* [Records supplied]

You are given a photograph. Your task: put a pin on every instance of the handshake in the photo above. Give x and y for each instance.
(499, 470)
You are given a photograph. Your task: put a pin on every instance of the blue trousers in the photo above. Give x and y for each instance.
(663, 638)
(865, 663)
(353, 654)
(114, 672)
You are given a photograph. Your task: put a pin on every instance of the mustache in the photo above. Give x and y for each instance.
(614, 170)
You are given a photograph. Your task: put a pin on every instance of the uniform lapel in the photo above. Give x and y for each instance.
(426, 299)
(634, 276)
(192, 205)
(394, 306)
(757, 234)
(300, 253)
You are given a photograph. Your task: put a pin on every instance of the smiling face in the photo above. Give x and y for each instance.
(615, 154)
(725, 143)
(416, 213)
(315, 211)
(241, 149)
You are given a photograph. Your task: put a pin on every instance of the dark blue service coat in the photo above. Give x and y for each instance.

* [Stated task] Copy every one of the records above word for word, line by line.

* [Written response]
You are given a photograph. Your task: put a pin on every instance of the handshake in the photo above. Give x and y for each instance.
(499, 470)
You are given a photograph. Your task: put a pin on every instance of the blue trousers in the photo above. Give x and y for each instance.
(663, 638)
(865, 663)
(353, 654)
(114, 672)
You are given a photograph. Your task: put a pin on every instance of the mustache in the photo above. Give x and y for each instance.
(614, 170)
You are given a photograph. Your task: put a pin on every instance of the uniform lapel in the photo above. Give x and y for each instance.
(426, 299)
(634, 276)
(192, 205)
(394, 306)
(757, 234)
(300, 253)
You are given a photograph. Your task: put a pin on every instance of the smiling face in the photo above. Give x and y for each instance.
(615, 154)
(725, 143)
(416, 213)
(315, 211)
(241, 149)
You are given a photograph. Your task: put a pin on every instance of the dark blue service coat in the photo above. Give x and y for each instance.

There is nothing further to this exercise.